** EXERCISE REQUIREMENTS **
Every line of the material must appear in the answer exactly as it does here.
------------
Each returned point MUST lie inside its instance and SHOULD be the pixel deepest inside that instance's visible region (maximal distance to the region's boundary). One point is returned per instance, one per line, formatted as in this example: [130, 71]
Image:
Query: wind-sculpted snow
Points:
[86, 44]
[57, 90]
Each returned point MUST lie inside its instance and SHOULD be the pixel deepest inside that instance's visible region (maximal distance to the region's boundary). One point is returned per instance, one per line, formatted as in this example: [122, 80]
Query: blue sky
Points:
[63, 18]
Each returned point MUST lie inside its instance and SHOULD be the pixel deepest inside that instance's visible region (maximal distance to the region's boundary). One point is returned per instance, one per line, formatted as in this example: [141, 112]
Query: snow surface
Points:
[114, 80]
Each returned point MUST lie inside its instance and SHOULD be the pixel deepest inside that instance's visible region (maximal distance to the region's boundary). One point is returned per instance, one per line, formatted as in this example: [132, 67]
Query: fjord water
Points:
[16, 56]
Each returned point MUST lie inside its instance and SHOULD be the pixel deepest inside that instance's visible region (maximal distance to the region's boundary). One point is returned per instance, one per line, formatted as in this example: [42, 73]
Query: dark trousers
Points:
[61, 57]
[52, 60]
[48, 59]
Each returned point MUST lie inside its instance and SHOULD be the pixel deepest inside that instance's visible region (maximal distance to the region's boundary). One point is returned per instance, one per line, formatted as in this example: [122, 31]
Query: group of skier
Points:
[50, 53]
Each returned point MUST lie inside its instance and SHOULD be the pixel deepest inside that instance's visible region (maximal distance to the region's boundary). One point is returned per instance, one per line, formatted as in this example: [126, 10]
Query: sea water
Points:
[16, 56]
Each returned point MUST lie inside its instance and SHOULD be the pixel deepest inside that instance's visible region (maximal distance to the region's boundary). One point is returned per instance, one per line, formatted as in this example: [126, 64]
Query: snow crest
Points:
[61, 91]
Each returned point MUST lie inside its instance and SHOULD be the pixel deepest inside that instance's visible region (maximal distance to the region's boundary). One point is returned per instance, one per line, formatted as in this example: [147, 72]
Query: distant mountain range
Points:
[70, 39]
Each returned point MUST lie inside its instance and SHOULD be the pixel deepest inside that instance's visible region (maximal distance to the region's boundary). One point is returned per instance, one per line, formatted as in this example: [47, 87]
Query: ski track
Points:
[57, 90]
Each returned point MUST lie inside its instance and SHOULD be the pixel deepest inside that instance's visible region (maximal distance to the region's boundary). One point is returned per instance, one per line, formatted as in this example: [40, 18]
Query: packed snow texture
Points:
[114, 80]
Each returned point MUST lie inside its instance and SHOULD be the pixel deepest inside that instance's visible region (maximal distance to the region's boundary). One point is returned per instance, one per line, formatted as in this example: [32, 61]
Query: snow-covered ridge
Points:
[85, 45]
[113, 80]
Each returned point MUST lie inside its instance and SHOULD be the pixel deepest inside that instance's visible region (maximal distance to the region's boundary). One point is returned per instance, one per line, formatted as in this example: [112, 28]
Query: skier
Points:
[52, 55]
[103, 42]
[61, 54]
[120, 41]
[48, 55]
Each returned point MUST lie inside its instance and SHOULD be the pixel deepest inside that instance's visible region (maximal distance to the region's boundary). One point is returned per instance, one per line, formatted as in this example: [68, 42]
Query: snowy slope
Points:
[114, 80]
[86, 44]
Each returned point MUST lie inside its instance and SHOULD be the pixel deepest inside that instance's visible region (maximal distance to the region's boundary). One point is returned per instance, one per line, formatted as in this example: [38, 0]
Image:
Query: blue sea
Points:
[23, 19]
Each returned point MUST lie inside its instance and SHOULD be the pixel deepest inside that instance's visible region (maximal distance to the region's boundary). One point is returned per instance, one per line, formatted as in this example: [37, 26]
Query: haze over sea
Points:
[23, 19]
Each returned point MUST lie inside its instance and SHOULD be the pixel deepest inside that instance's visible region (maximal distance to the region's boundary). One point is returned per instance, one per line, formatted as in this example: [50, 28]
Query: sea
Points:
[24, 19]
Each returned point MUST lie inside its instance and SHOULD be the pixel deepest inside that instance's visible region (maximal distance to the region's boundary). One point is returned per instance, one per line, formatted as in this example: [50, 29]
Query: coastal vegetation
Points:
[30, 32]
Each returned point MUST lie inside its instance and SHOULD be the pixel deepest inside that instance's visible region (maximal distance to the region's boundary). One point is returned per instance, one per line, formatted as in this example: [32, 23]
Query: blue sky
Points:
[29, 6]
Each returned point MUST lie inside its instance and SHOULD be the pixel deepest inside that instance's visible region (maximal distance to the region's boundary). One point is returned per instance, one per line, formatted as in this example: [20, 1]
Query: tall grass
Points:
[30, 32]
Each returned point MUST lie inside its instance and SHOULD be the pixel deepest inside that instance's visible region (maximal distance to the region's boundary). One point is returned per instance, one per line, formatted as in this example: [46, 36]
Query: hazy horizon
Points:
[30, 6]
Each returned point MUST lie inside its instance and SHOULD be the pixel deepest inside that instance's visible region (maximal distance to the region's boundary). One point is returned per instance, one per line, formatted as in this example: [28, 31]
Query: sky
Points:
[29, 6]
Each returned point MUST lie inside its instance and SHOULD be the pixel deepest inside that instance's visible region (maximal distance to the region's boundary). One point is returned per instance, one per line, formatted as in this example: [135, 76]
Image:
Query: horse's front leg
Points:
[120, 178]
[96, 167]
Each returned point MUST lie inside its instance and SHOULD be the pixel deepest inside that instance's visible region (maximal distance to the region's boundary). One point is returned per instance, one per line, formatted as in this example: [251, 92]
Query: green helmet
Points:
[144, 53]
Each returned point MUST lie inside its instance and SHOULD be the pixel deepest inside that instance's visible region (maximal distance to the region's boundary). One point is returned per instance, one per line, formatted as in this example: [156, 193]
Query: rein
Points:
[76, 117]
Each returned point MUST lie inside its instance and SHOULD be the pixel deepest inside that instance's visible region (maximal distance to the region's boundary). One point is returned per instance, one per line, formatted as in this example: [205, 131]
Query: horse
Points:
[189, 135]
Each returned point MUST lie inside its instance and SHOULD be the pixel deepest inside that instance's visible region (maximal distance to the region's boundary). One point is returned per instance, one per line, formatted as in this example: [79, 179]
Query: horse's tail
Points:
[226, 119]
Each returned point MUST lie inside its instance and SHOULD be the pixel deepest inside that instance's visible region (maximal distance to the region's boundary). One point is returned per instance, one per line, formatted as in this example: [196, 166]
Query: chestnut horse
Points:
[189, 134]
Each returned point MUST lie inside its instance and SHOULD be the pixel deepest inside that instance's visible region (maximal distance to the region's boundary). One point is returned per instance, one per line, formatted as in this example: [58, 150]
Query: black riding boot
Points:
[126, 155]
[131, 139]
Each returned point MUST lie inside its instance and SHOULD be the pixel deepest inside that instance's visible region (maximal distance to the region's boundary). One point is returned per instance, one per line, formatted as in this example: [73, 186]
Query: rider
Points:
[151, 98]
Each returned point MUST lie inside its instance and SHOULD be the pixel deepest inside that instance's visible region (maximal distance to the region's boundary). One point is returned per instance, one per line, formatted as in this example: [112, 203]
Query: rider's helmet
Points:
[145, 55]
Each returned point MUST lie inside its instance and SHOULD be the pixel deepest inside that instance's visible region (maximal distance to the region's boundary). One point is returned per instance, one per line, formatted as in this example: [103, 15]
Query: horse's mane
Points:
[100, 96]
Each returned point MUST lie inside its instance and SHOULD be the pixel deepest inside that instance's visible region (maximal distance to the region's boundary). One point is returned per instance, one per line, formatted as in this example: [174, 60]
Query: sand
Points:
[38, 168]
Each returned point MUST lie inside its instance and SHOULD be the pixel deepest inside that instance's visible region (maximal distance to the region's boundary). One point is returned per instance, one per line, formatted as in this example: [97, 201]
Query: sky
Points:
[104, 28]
------------
** ANSWER **
Each returned point MUST lie inside its instance and SHOULD be the pixel deepest inside that instance's visible region (maximal distance to the region's boundary). One point is returned per instance, one per line, formatted as in this example: [130, 71]
Image:
Query: wind-sculpted snow
Points:
[86, 44]
[57, 90]
Each returned point MUST lie inside its instance and SHOULD be the pixel deepest inside that instance's visible region (maximal distance to the region's boundary). One point is returned per instance, one per line, formatted as in this example: [122, 80]
Query: blue sky
Points:
[63, 18]
Each returned point MUST lie inside its instance and SHOULD be the pixel deepest inside that instance's visible region (maximal distance to the region's boundary). One point is returned per instance, one per line, formatted as in this example: [141, 112]
Query: snow surface
Points:
[114, 80]
Each returned point MUST lie inside its instance and SHOULD be the pixel deepest inside that instance's visible region (maximal distance to the region's boundary). One point is returned per instance, one per line, formatted as in this example: [132, 67]
Query: fjord water
Points:
[16, 56]
Each returned point MUST lie inside its instance and SHOULD be the pixel deepest inside that instance's visible region (maximal distance to the region's boundary). One point is returned per instance, one per line, formatted as in this example: [42, 73]
Query: dark trousers
Points:
[61, 57]
[52, 60]
[48, 59]
Each returned point MUST lie inside its instance and SHOULD be the pixel deepest inside that instance's visible region (maximal distance to the region's boundary). One point is returned per instance, one per line, formatted as in this example: [122, 31]
Query: group of skier
Points:
[50, 53]
Each returned point MUST lie inside its instance and SHOULD be the pixel deepest inside that instance's visible region (maximal distance to the region's boundary). One point is returned per instance, one per line, formatted as in this example: [126, 10]
Query: sea water
Points:
[16, 56]
Each returned point MUST lie inside its instance and SHOULD be the pixel deepest inside that instance's visible region (maximal distance to the region's boundary). One point is returned per instance, one per line, formatted as in this example: [126, 64]
Query: snow crest
Points:
[61, 91]
Each returned point MUST lie inside its instance and SHOULD be the pixel deepest inside that instance's visible region (maximal distance to the region's boundary). One point is returned per instance, one per line, formatted as in this example: [147, 72]
Query: distant mountain range
Points:
[70, 39]
Each returned point MUST lie inside its instance and SHOULD be the pixel deepest inside that instance's visible region (maximal distance to the region's boundary). One point is returned per instance, one per line, formatted as in this example: [47, 87]
Query: ski track
Points:
[57, 90]
Each returned point MUST lie inside its instance and SHOULD be the pixel deepest inside that instance's visible region (maximal distance to the region's boundary). One point is returned per instance, one per line, formatted as in this example: [40, 18]
Query: packed snow texture
Points:
[114, 80]
Each returned point MUST lie inside its instance and SHOULD be the pixel deepest inside that instance's visible region (maximal distance to the region's boundary). One point is returned per instance, one per line, formatted as in this example: [32, 61]
Query: snow-covered ridge
Points:
[85, 45]
[113, 80]
Each returned point MUST lie inside its instance and SHOULD be the pixel deepest inside that instance's visible region (maximal distance to the region's boundary). One point is returned per instance, one per line, formatted as in this example: [112, 28]
Query: skier
Points:
[52, 55]
[103, 42]
[61, 54]
[120, 41]
[48, 55]
Each returned point MUST lie inside its instance and SHOULD be the pixel deepest inside that instance's visible region (maximal distance to the region's boundary). One point is returned per instance, one per line, formatted as in this example: [68, 42]
Query: snowy slope
Points:
[114, 80]
[86, 44]
Each returned point MUST lie inside its instance and SHOULD be the pixel deepest inside that instance's visible region (maximal distance to the region's boundary). One point is returned per instance, one per line, formatted as in this example: [38, 0]
Image:
Query: blue sea
Points:
[23, 19]
Each returned point MUST lie inside its instance and SHOULD be the pixel deepest inside that instance's visible region (maximal distance to the region's boundary). One point is returned per instance, one per line, formatted as in this example: [37, 26]
Query: haze over sea
Points:
[23, 19]
Each returned point MUST lie inside its instance and SHOULD be the pixel deepest inside that instance's visible region (maximal distance to the region's boundary). One point is returned per instance, one per line, formatted as in this example: [50, 28]
Query: sea
Points:
[24, 19]
Each returned point MUST lie inside its instance and SHOULD be the pixel deepest inside that instance's visible region (maximal distance to the region's boundary). One point is returned per instance, one per line, formatted as in this example: [50, 29]
Query: coastal vegetation
Points:
[30, 32]
Each returned point MUST lie inside its instance and SHOULD be the pixel deepest inside that instance's visible region (maximal distance to the region's boundary). One point is returned per instance, one per line, formatted as in this example: [32, 23]
Query: blue sky
Points:
[29, 6]
Each returned point MUST lie inside its instance and SHOULD be the pixel deepest inside that instance's visible region (maximal distance to the region's boundary). One point is returned per instance, one per line, formatted as in this example: [20, 1]
Query: tall grass
Points:
[30, 32]
Each returned point MUST lie inside its instance and SHOULD be the pixel deepest inside that instance's visible region (maximal distance to the region's boundary). One point is returned per instance, one per line, formatted as in this example: [46, 36]
Query: hazy horizon
Points:
[30, 6]
Each returned point MUST lie inside its instance and SHOULD be the pixel deepest inside that instance's visible region (maximal distance to the region's boundary). One point is returned per instance, one per line, formatted as in this example: [28, 31]
Query: sky
Points:
[29, 6]
Each returned point MUST lie inside its instance and SHOULD be the pixel deepest inside that instance's visible region (maximal distance to the region's boundary). One point is returned per instance, one per line, formatted as in this example: [135, 76]
Image:
Query: horse's front leg
Points:
[120, 178]
[96, 167]
Each returned point MUST lie inside its instance and SHOULD be the pixel deepest inside that instance's visible region (maximal distance to the region's boundary). One point is returned per instance, one per line, formatted as in this example: [251, 92]
Query: green helmet
Points:
[144, 53]
Each returned point MUST lie inside its instance and SHOULD be the pixel deepest inside that instance's visible region (maximal distance to the region's boundary). One point is returned per instance, one per line, formatted as in this example: [156, 193]
Query: rein
Points:
[76, 117]
Each returned point MUST lie inside its instance and SHOULD be the pixel deepest inside that instance's visible region (maximal distance to the region's boundary). One point is returned per instance, one per line, formatted as in this example: [205, 131]
Query: horse
Points:
[189, 135]
Each returned point MUST lie inside its instance and SHOULD be the pixel deepest inside that instance's visible region (maximal distance to the region's boundary). One point is returned per instance, one per line, formatted as in this example: [79, 179]
Query: horse's tail
Points:
[226, 119]
Each returned point MUST lie inside its instance and SHOULD be the pixel deepest inside that instance's visible region (maximal distance to the region's boundary). One point is returned per instance, one per line, formatted as in this example: [196, 166]
Query: chestnut horse
Points:
[189, 134]
Each returned point MUST lie inside its instance and SHOULD be the pixel deepest inside that instance's visible region (maximal distance to the region's boundary). One point is returned per instance, one per line, formatted as in this example: [58, 150]
Query: black riding boot
Points:
[126, 155]
[131, 139]
Each returned point MUST lie inside its instance and SHOULD be the pixel deepest inside that instance's visible region (maximal distance to the region's boundary). One point is returned per instance, one per line, formatted as in this example: [73, 186]
Query: rider
Points:
[151, 98]
Each returned point MUST lie inside its instance and SHOULD be the pixel deepest inside that instance's visible region (maximal distance to the region's boundary). One point is returned per instance, one per line, formatted as in this example: [112, 203]
Query: rider's helmet
Points:
[145, 55]
Each returned point MUST lie inside its instance and SHOULD be the pixel deepest inside that instance's visible region (maximal distance to the region's boundary). One point is returned per instance, one per line, formatted as in this example: [103, 15]
Query: horse's mane
Points:
[100, 96]
Each returned point MUST lie inside its instance and SHOULD be the pixel deepest inside that instance's visible region (maximal distance to the region's boundary). One point is returned per instance, one per line, formatted as in this example: [174, 60]
Query: sand
Points:
[38, 168]
Each returned point MUST lie inside its instance and SHOULD be the pixel deepest inside that instance's visible region (maximal distance to the region's boundary). One point is returned per instance, one per line, formatted as in this example: [97, 201]
Query: sky
Points:
[104, 28]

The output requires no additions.